**INSTRUCTIONS:**
**1.** Translate this sentence from the page text on trauma and PTSD into Spanish: "The symptoms of PTSD happen not because we are weak, but because we are human, seeking to survive like all human beings."
**2.** Resume the page text on trauma and PTSD symptoms, picking up right after its final sentence.

**PAGE TEXT:**
★ ★ ★ ★ ★

Symptoms of trauma and PTSD
Nightmares, flashbacks, hyper vigilance and insomnia are all typical symptoms of trauma and post traumatic stress disorder (PTSD). But while most sufferers believe that there must be something “wrong” with them, the symptoms are actually part of the human survival system.
Allow Jane to explain.
If a truck ran over our foot, we would expect it to hurt. We would spend time in hospital having the bones reset, sit for weeks in plaster or a hard boot waiting for it to heal, and then undergo a painful exercise regime to rebuild strength. It may be months or years before we would be able to walk on it again – if ever. We hope such accidents won’t happen to us, but sometimes they do, and when they do we deal with the consequences.
Symptoms of our humanity
What we often dismiss, however, is that the brain can get hurt too. If we witness or experience something devastating, ugly or horrific, it will – and should – affect us. In fact, if it didn’t affect us then there’d probably be something wrong with us. We’d be considered hardened, inhumane, a psychopath, or – at the very least – out of touch with our feelings. The symptoms of PTSD happen not because we are weak, but because we are human, seeking to survive like all human beings. Unlike other human beings, however, we have undergone ordeals no-one should ever have to face.

★ ★ ★ ★ ★

**PROVIDED MATERIAL:**
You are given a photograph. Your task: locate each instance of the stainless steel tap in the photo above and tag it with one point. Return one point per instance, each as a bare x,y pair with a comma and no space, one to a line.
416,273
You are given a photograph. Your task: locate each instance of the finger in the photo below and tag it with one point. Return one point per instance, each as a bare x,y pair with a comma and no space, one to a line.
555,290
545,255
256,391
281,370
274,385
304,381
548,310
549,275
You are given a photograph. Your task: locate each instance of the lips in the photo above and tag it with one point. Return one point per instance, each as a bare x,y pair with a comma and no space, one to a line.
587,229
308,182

★ ★ ★ ★ ★

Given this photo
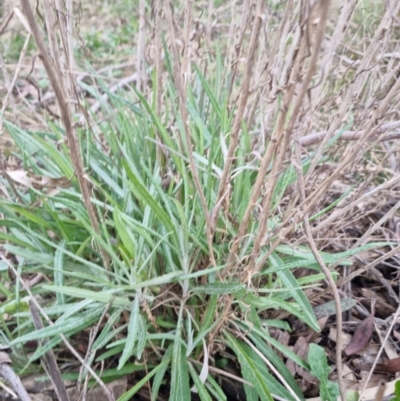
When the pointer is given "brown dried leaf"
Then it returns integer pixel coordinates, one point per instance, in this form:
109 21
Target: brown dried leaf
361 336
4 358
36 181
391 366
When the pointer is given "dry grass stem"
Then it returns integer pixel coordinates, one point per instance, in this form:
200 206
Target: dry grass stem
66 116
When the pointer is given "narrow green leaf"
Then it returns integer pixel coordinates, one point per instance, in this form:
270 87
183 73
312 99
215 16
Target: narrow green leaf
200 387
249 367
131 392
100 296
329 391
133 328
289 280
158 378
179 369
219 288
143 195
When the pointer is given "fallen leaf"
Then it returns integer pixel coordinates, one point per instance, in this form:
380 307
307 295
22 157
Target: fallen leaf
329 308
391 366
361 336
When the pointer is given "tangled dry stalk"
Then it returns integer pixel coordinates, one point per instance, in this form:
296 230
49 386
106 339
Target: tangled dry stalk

★ ★ ★ ★ ★

**SOLVED TASKS:**
**1.** Los síntomas del TEPT no se producen porque seamos débiles, sino porque somos humanos y buscamos sobrevivir como todos los seres humanos.

**2.**
The purpose of nightmares and flashbacks
When nightmares and flashbacks occur, the brain is trying to learn everything it possibly can from a bad experience so that it can spot the signals and keep us from ever having to undergo something like that again. But sometimes this survival system goes into overdrive and prevents us from identifying the true level of threat in front of us. In many of these cases, the brain’s natural information processing system – REM sleep – is unable to place the information into long term memory, either because we’re not sleeping, or because we wake before processing is finished.
How EMDR can help
EMDR therapy facilitates a process that is similar to REM sleep, which takes all of the information about a traumatic incident (including images, sounds, smells and body sensations), combines them into one cohesive experience and files them away into long term memory. At the end of treatment, the memories remain, but they feel firmly in the past. And, if something happens that looks, sounds, smells or feels like the original trauma, we can notice the similarity without feeling as though it is happening all over again.
As a result of this reset, EMDR therapy gives us back our uninterrupted sleep, clears out the flashbacks, and enables us – amazingly – to feel normal again.